[start of Task input]

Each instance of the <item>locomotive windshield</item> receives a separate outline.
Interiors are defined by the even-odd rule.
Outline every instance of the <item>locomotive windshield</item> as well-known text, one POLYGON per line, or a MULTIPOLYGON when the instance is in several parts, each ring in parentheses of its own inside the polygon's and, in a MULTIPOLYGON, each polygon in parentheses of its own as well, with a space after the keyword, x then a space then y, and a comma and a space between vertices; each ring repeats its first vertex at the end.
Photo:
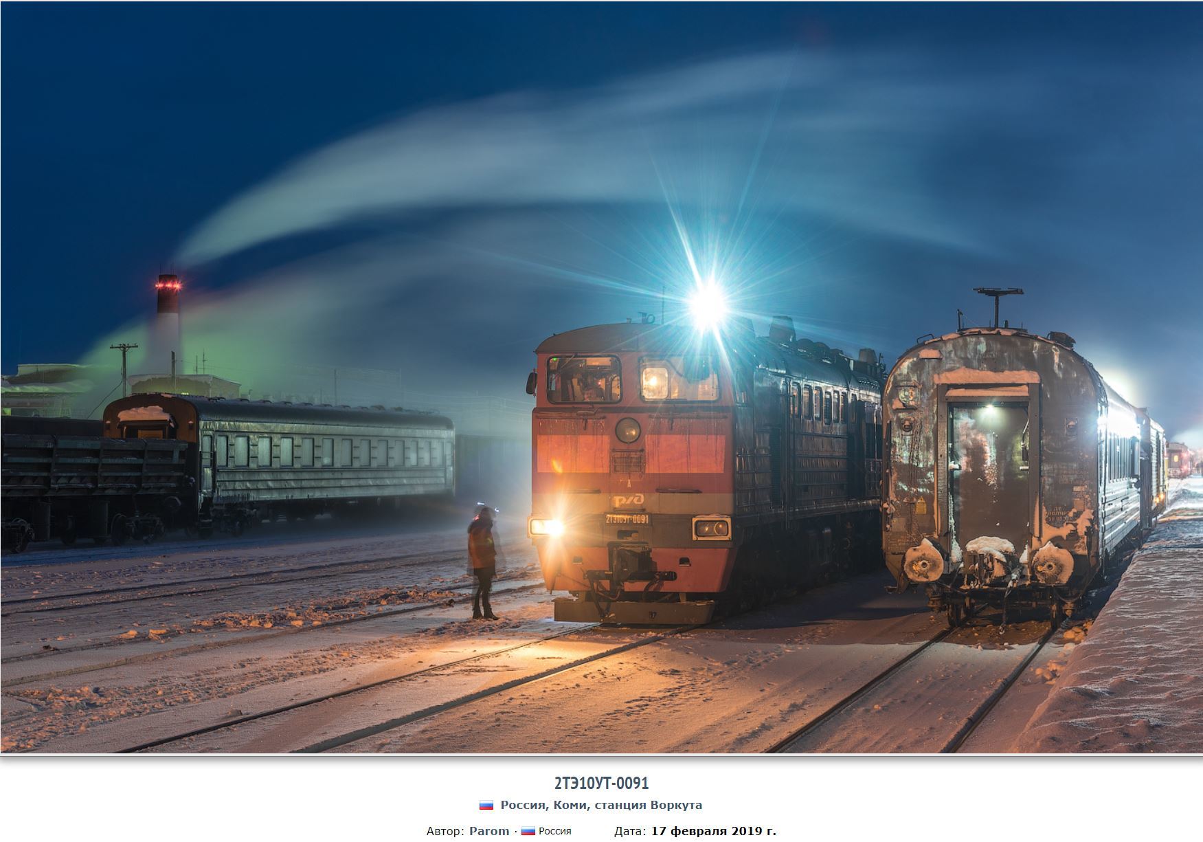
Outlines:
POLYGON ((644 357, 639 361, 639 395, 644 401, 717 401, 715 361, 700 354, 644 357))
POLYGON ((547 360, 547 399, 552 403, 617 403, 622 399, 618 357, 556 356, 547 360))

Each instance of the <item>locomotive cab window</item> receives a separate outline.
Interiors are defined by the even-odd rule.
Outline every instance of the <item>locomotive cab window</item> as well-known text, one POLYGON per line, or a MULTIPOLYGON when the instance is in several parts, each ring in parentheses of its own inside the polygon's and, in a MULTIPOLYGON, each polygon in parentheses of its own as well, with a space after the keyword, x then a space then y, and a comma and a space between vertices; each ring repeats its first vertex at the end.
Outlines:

[end of Task input]

§ **Required task**
Rewrite every line of the rows above as a numbered list, skipping blank lines and leaving out the pictures.

§ **Solution for this task**
1. Each instance of the <item>locomotive windshield</item> receives a separate outline.
2. Interiors are defined by the even-odd rule.
3. Outline every instance of the <item>locomotive windshield</item> as well-known text, one POLYGON per line, or a MULTIPOLYGON when the instance is in several parts, each ring in parentheses of its own inside the polygon's and, in a MULTIPOLYGON, each polygon in parentheses of its own as well, with a space after the keyword, x then a space then y, and a comma and a space between vertices; each ring repeats its first vertex at the end.
4. Photo:
5. Outlines:
6. POLYGON ((644 357, 639 361, 639 395, 644 401, 717 401, 715 361, 700 354, 644 357))
7. POLYGON ((547 360, 547 399, 552 403, 617 403, 622 399, 618 357, 556 356, 547 360))
8. Each instance of the <item>locomotive cab window</item> receives a separate outline.
9. Interiors are defined by the even-odd rule.
10. Outline every instance of the <item>locomotive cab window</item> as well-known text, one POLYGON per line, or a MULTIPOLYGON when the instance is in several parts, each ring in parentheses of its own inside the polygon's and, in a MULTIPOLYGON, each polygon in parentheses of its own as well, with a space after the keyword, x then a space then y, and a comma and a space between vertices; each ring repeats its first vertex at the end.
11. Outlines:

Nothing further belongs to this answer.